■ **What you need to do**:
Lay out the data from the line containing "fingernail in this photo." through the line containing "(1115, 697)", both lines included, as a two-column CSV headed input and output. Make one row per answer, with the text preceding the answer in input and the answer in output, every field quoted and line breaks turned into spaces.

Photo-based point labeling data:
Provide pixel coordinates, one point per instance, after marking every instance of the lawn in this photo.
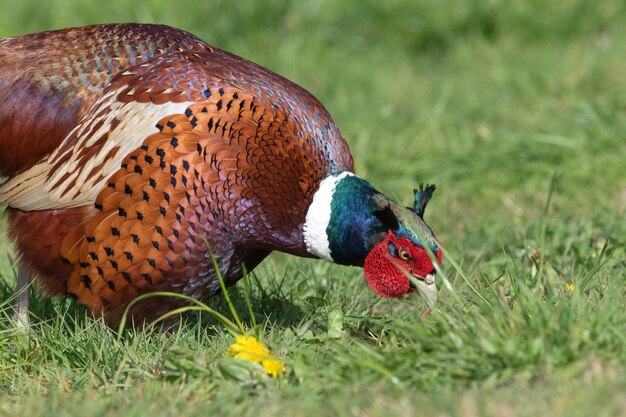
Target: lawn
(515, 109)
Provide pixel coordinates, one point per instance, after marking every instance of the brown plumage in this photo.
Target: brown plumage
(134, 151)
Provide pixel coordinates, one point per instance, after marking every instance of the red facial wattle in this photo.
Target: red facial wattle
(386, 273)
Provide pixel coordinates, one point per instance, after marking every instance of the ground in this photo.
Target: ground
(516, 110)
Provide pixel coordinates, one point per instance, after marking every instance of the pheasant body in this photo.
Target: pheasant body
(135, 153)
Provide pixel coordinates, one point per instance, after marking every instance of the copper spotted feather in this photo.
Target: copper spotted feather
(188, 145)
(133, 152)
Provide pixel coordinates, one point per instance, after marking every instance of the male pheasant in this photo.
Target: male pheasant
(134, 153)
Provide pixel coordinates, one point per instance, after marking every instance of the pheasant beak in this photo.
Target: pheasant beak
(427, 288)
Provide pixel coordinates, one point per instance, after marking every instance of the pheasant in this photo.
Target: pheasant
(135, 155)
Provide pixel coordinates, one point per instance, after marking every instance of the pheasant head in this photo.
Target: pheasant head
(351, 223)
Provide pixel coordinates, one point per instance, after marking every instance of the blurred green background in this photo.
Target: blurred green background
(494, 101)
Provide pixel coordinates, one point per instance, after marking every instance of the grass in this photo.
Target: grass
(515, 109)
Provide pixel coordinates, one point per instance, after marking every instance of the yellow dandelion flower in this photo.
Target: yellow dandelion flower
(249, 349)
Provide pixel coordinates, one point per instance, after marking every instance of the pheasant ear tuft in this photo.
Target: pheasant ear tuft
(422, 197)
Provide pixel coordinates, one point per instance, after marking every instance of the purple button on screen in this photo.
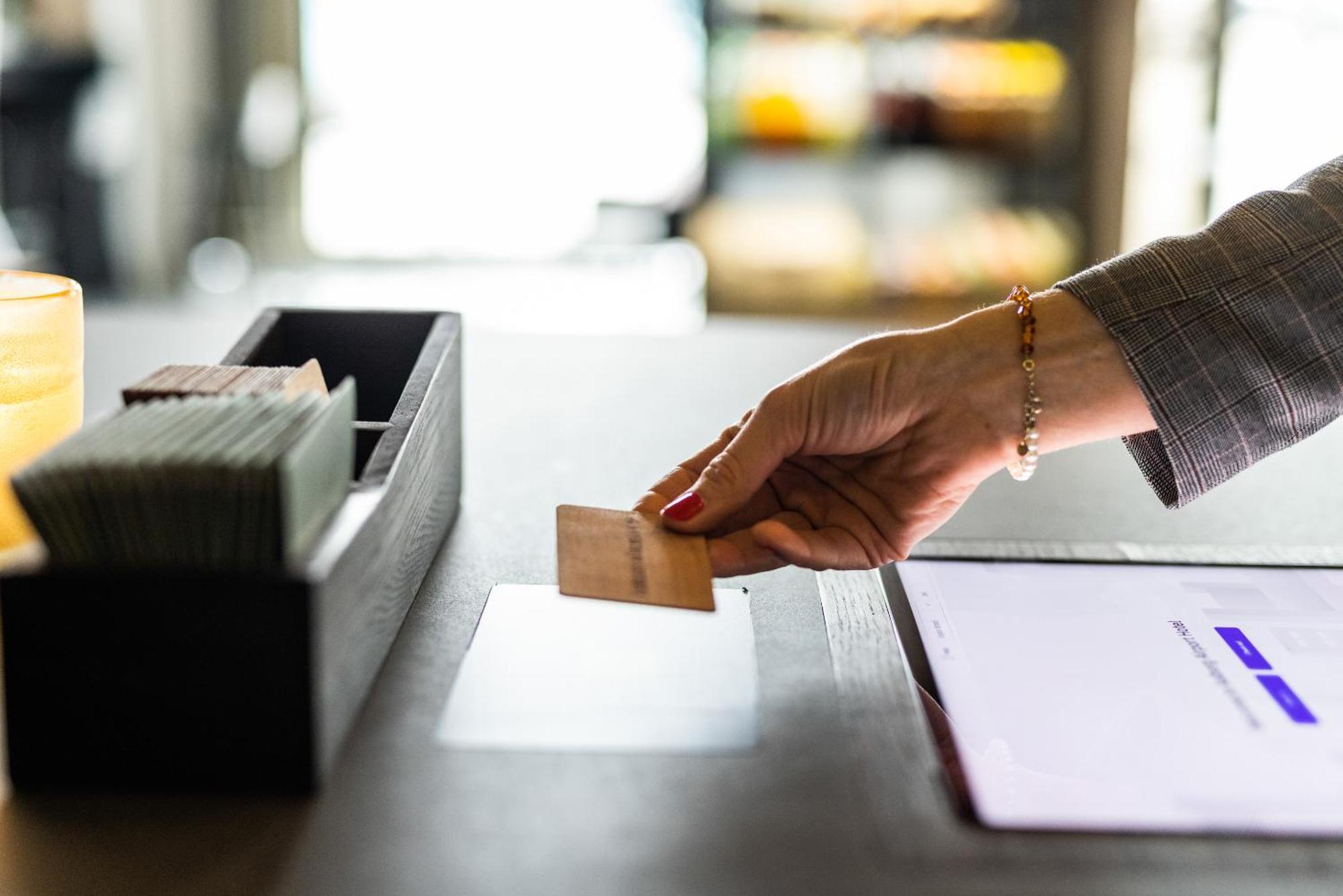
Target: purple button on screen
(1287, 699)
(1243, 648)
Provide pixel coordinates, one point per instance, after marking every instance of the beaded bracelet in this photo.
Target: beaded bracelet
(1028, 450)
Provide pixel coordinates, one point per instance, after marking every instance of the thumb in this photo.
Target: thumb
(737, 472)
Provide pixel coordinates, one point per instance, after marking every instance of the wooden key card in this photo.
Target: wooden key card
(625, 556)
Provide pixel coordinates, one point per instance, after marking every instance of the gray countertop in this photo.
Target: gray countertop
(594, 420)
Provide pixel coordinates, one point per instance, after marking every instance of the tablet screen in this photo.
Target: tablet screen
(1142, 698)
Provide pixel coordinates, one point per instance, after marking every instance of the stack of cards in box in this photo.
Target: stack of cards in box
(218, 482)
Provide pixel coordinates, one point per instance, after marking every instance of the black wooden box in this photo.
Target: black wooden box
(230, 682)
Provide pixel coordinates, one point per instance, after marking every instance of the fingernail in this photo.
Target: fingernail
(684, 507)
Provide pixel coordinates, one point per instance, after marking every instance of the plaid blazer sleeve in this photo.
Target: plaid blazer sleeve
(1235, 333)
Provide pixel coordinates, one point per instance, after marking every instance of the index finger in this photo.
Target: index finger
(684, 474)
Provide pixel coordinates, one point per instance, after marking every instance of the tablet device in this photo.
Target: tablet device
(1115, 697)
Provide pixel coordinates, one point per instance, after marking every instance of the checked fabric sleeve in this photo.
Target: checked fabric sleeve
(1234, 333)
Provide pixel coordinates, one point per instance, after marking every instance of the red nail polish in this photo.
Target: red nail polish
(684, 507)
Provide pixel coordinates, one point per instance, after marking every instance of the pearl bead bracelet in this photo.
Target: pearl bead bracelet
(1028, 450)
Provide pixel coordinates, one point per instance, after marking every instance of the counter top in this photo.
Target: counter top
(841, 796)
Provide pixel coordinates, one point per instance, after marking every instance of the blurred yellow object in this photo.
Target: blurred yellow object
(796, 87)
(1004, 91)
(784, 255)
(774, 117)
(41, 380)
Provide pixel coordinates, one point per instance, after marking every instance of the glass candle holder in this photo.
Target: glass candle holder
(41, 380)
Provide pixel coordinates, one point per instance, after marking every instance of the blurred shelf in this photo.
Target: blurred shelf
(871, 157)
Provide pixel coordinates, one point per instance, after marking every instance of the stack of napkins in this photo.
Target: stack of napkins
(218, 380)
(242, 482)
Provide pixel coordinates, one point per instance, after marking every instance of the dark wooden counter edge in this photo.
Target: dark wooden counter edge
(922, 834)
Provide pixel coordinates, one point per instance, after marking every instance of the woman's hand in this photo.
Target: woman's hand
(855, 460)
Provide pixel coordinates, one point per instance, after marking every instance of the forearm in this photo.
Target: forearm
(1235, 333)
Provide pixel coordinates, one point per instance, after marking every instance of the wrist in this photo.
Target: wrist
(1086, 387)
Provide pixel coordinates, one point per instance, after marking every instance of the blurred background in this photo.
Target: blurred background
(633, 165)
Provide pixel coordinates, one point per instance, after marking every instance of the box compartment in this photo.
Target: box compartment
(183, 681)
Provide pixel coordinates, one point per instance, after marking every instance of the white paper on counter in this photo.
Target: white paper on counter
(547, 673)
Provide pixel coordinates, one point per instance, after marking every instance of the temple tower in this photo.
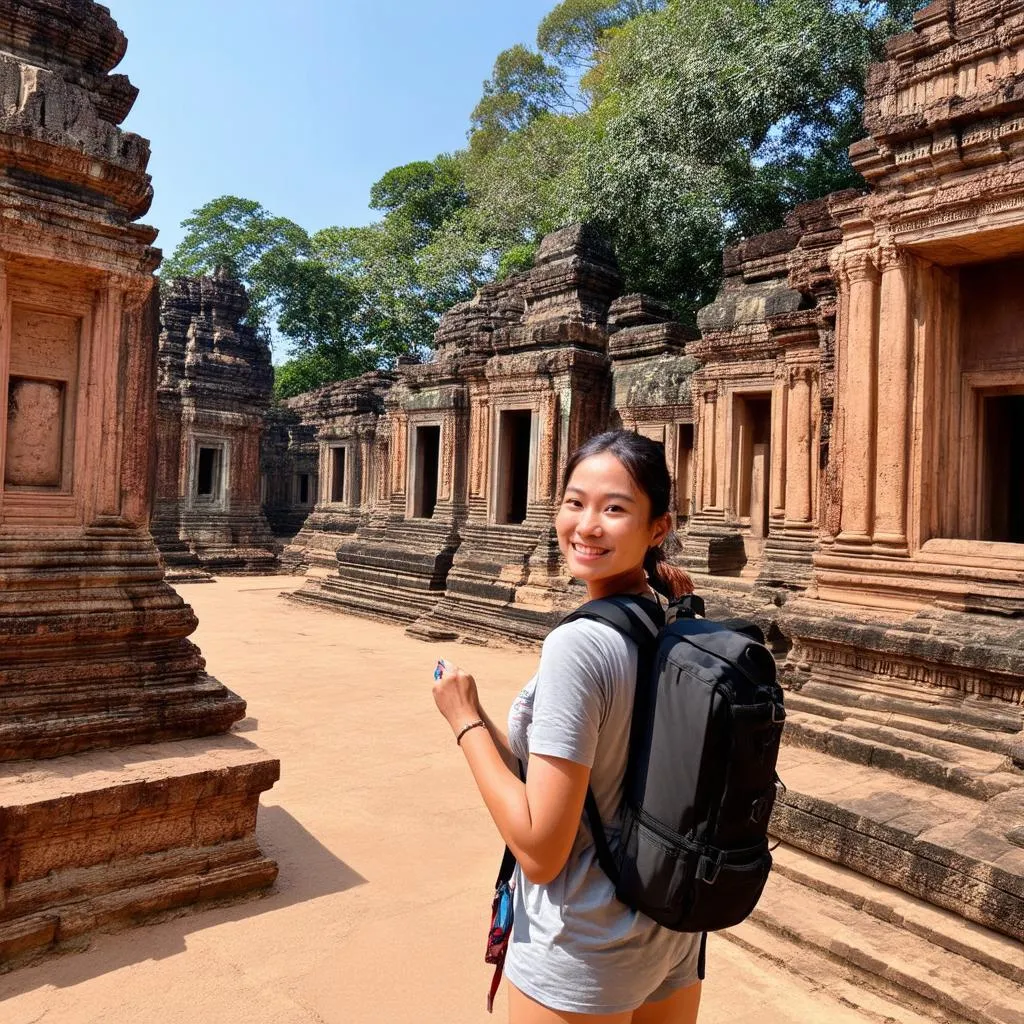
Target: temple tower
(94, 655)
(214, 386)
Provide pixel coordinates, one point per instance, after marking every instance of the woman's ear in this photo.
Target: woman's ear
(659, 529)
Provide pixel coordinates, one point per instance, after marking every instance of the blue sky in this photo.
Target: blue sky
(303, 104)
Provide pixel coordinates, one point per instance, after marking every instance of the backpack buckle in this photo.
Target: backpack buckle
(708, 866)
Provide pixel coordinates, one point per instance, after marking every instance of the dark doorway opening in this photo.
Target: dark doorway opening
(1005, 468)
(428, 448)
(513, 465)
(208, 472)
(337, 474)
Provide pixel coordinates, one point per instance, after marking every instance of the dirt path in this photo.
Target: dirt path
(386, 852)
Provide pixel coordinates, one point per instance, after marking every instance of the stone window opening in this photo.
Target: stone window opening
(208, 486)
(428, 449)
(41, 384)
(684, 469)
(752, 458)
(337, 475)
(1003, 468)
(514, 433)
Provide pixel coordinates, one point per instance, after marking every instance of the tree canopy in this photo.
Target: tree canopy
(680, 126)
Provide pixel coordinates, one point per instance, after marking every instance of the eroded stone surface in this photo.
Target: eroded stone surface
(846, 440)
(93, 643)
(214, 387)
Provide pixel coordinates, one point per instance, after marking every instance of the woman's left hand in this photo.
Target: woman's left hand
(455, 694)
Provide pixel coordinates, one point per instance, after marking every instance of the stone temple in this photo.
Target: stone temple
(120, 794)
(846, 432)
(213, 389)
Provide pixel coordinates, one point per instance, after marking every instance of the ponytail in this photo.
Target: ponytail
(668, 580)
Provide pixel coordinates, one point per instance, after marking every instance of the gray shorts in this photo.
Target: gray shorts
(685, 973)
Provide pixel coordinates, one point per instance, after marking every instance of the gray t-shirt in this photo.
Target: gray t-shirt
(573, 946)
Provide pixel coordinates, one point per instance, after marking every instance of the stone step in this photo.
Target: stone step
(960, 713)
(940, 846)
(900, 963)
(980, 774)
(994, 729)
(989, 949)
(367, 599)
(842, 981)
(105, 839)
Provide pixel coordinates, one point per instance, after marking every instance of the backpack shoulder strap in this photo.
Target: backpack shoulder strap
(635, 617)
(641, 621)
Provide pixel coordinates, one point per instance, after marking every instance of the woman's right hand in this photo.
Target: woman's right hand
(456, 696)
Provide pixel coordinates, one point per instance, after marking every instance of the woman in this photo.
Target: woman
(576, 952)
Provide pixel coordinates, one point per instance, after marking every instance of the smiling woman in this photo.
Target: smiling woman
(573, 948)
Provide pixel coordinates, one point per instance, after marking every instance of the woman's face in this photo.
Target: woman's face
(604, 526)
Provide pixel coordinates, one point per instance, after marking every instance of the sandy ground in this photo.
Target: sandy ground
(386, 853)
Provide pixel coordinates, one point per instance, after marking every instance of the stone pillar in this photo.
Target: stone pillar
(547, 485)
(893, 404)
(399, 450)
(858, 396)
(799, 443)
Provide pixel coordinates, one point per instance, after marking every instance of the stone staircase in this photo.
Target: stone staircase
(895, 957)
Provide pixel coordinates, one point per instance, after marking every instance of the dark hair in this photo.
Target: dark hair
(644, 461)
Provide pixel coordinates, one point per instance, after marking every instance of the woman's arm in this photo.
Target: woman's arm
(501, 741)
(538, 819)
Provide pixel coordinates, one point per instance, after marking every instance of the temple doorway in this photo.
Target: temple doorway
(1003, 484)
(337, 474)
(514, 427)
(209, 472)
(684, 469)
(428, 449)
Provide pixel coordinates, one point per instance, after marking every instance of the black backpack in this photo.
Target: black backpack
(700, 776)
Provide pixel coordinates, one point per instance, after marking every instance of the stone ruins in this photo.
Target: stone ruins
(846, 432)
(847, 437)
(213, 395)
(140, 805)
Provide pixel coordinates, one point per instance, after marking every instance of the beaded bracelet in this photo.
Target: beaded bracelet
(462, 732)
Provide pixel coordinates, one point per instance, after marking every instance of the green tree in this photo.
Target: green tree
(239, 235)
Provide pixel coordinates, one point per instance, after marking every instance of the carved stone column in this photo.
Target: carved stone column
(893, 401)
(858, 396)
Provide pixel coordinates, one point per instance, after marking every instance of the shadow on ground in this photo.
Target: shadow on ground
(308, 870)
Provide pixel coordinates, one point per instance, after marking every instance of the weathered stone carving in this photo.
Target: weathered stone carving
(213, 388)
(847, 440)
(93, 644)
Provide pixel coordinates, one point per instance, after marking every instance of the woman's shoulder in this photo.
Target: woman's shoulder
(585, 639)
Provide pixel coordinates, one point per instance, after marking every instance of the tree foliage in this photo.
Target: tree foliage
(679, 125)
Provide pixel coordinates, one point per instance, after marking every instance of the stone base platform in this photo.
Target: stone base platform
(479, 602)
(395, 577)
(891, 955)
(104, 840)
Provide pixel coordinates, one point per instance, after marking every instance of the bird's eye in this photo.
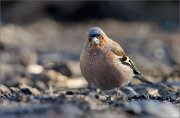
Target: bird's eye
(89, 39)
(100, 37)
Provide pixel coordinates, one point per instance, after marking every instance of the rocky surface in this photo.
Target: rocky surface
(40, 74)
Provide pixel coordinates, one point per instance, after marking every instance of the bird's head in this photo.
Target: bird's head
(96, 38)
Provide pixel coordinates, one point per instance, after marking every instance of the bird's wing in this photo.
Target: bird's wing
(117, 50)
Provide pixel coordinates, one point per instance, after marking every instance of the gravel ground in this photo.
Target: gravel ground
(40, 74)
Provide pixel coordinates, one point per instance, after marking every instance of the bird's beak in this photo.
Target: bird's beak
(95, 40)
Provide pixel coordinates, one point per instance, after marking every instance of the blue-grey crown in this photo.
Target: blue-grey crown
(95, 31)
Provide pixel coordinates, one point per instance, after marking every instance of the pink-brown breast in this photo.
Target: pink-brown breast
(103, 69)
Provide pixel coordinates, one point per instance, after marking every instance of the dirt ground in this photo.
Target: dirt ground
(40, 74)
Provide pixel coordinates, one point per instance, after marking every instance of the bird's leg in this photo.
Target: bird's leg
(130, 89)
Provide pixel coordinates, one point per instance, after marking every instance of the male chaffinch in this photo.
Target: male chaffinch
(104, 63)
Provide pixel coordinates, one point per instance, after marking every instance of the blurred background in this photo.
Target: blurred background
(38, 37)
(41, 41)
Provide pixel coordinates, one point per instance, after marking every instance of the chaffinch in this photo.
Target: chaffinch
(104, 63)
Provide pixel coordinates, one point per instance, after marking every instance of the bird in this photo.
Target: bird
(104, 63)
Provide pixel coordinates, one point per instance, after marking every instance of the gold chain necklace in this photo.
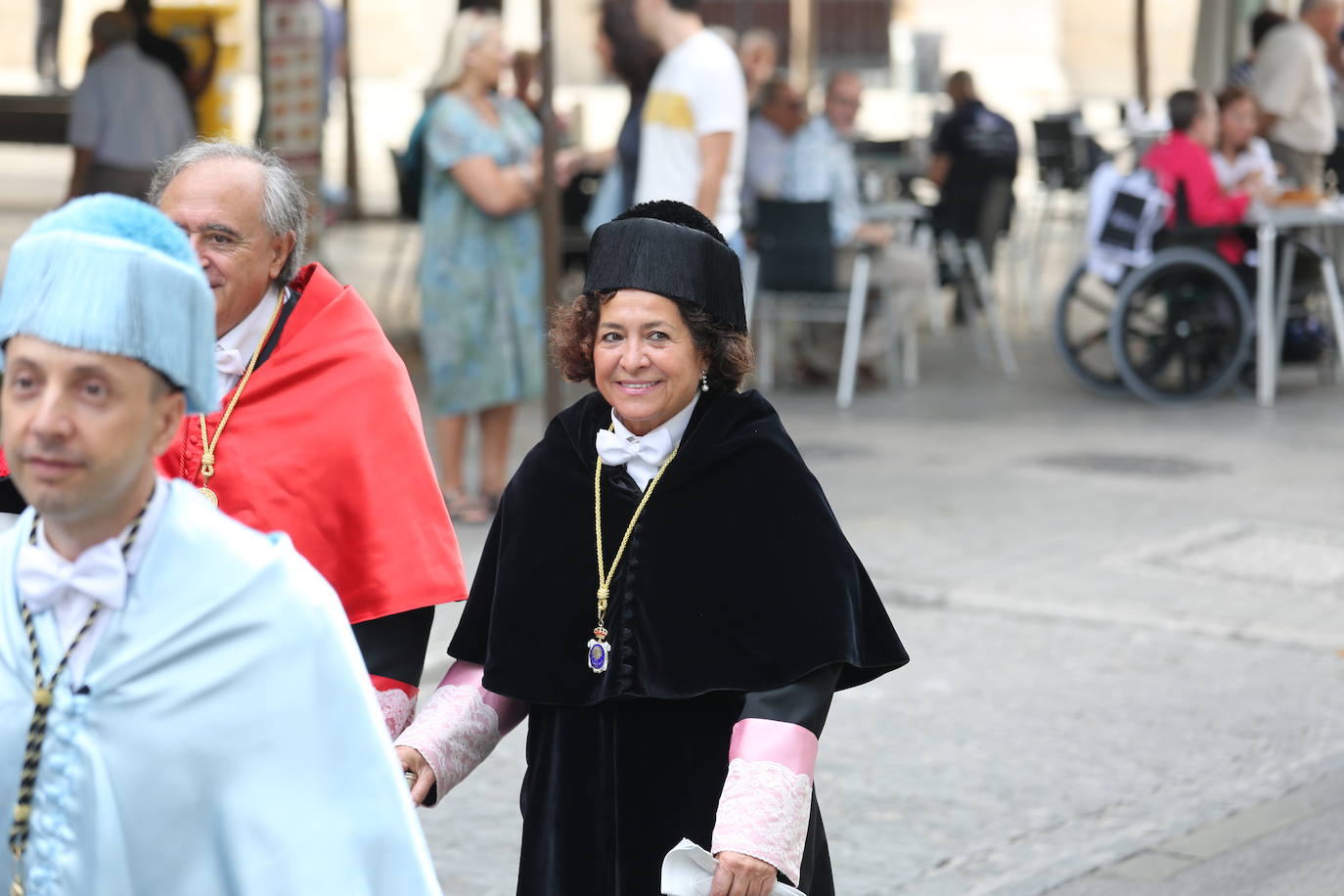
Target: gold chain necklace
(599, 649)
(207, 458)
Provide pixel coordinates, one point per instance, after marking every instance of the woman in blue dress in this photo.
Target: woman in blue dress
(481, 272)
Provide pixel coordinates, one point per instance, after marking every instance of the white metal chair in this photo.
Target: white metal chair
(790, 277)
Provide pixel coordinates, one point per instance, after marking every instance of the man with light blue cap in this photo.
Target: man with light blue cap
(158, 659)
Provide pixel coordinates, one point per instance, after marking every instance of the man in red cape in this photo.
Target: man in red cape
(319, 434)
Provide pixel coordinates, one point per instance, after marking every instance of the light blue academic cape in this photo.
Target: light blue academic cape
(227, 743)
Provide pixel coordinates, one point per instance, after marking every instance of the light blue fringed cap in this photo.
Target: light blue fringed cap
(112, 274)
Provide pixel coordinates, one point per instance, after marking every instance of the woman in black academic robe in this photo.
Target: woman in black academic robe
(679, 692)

■ **Task solution**:
input,output
"Provide pixel coordinates, one point per instance, after marking every instance of the fingernail in this photo. Target: fingernail","(684, 507)"
"Provide pixel coordinates, one point per instance, after marking every instance of the plaid blazer sleeve in this photo. Target: plaid blazer sleeve","(1235, 333)"
"Provide pixel coordinates, one point per instance, after marking every instance of the index finger in this photo. Target: index finger","(684, 474)"
"Provide pixel coordinates, one point per instance, after marking every instance of the tablet device in this photo. Target: tablet device","(1115, 697)"